● **Extracted material**
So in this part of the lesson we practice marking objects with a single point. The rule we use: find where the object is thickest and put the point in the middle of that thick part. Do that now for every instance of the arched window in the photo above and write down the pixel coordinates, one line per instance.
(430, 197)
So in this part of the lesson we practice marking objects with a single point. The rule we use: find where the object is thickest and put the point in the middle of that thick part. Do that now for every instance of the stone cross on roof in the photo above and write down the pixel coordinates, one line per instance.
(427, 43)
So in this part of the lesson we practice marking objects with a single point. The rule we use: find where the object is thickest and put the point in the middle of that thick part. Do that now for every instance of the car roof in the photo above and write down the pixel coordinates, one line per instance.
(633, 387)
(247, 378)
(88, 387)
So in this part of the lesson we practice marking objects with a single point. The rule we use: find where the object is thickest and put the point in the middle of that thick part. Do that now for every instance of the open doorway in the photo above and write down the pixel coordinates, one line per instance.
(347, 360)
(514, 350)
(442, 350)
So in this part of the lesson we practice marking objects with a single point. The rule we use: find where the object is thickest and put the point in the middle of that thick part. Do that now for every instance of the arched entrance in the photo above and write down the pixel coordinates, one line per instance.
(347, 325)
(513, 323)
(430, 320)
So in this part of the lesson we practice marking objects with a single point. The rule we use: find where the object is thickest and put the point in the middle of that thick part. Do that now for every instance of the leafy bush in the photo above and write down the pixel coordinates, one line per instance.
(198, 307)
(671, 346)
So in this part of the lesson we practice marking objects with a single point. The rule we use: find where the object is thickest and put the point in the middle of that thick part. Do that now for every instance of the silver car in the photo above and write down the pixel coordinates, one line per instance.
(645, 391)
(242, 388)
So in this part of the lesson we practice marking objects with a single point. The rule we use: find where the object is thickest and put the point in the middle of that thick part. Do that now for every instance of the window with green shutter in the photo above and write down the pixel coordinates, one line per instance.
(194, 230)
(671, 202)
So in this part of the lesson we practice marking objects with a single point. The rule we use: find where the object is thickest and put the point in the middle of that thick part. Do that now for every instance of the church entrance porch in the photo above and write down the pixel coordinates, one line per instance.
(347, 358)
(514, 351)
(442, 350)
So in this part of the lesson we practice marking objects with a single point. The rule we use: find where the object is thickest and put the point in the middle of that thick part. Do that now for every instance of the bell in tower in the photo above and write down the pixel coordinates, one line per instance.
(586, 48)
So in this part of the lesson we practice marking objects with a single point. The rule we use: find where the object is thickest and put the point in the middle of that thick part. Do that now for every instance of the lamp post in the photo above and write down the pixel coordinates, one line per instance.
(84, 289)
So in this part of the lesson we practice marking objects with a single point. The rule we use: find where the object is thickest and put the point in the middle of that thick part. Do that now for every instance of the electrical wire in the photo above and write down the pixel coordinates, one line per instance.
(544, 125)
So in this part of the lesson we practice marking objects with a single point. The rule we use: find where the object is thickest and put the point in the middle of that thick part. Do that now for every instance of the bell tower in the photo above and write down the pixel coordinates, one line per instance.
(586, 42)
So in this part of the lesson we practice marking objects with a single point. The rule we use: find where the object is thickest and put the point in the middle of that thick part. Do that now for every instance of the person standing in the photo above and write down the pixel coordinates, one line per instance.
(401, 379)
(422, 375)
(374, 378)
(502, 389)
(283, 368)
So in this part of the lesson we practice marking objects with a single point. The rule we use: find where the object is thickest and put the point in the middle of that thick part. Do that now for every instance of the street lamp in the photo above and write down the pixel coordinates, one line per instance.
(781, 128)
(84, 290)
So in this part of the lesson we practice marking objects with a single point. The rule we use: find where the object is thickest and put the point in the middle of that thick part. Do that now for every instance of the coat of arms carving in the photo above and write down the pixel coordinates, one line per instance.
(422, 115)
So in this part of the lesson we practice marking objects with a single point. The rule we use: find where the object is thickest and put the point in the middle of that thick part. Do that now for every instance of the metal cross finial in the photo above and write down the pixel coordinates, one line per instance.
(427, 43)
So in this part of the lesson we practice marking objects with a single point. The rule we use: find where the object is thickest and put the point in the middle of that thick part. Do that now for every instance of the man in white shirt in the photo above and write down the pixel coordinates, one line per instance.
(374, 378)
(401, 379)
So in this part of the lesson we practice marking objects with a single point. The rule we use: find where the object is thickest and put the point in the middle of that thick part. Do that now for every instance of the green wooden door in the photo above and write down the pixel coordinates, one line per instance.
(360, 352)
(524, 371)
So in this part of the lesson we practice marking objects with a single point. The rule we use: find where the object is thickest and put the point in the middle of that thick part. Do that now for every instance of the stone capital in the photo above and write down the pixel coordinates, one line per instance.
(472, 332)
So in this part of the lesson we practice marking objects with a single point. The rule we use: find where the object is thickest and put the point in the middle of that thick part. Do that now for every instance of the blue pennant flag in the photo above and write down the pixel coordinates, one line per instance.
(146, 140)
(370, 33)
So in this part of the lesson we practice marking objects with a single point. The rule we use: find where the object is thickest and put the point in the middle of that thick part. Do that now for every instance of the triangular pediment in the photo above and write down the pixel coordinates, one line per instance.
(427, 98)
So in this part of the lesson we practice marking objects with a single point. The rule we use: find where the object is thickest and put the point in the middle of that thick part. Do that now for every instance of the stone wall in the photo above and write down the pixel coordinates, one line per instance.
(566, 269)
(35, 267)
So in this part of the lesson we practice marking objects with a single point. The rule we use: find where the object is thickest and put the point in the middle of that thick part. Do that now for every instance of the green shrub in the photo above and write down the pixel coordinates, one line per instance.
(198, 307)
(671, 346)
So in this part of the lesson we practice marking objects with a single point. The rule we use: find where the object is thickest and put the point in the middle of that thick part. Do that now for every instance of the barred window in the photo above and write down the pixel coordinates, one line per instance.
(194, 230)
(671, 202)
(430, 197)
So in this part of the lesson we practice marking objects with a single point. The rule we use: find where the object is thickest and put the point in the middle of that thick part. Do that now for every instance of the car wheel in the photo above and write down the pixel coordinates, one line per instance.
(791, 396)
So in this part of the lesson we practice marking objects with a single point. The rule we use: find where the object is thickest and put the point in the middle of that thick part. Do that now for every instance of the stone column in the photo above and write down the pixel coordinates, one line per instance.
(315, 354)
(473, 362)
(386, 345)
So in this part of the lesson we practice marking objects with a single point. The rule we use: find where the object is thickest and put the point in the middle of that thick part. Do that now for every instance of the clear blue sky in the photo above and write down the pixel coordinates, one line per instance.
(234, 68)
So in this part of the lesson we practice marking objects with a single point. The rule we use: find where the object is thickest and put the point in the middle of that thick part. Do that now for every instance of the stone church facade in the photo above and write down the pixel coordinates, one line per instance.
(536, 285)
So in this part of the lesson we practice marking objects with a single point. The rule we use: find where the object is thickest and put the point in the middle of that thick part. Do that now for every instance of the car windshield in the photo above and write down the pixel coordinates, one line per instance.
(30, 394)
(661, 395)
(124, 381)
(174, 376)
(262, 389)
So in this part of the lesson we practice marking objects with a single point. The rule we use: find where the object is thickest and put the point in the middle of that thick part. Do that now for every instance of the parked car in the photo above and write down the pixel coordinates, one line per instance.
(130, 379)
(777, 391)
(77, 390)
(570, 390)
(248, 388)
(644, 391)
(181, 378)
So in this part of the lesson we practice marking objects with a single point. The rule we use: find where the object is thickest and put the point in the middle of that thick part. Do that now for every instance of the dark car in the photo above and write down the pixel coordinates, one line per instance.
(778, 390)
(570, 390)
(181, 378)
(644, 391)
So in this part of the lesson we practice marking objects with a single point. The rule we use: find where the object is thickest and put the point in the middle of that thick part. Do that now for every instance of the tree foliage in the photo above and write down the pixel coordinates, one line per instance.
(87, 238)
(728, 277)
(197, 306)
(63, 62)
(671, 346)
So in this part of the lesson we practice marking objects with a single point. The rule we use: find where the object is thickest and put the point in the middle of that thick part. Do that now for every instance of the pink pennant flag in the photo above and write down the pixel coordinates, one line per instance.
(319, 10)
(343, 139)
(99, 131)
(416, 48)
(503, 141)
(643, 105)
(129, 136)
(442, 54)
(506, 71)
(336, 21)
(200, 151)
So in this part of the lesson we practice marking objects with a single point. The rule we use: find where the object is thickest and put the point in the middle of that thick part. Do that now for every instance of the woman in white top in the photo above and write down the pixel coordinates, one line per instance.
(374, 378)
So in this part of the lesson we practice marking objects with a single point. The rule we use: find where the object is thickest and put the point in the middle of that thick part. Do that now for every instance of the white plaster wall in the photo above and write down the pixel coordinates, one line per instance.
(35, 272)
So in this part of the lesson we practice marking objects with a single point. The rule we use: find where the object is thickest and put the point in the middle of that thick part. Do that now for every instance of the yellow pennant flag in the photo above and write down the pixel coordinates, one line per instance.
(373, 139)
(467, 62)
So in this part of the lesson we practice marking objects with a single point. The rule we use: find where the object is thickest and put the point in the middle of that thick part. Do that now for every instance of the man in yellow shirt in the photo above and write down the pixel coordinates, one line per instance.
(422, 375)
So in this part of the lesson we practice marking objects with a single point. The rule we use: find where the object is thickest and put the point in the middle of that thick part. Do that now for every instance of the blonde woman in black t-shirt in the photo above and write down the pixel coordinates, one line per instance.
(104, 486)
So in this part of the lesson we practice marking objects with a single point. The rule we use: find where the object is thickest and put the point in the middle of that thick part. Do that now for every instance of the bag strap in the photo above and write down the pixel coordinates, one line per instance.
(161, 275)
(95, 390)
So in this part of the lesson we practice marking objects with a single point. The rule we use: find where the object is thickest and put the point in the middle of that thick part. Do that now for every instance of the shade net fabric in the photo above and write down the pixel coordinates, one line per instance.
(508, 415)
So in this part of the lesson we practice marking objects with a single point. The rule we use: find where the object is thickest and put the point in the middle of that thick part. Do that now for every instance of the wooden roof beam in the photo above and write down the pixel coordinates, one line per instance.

● **Do this**
Repeat exactly, and only, the lines from the line with "of the shade" through the end of the listing above, both ends included.

● **Final result**
So in this part of the lesson we practice marking objects with a single point. The rule we use: find where the object is thickest and put the point in the middle of that thick part. Do that now for every instance of the shade net fabric in the photo above and write down the pixel coordinates, one line per instance.
(508, 415)
So in this part of the lesson we practice marking objects with a single point. The rule we use: find where the object is thickest and put the point in the middle of that thick part. Do that now for every instance of the wooden roof beam in the photo above and write down the pixel coordinates, one line per instance.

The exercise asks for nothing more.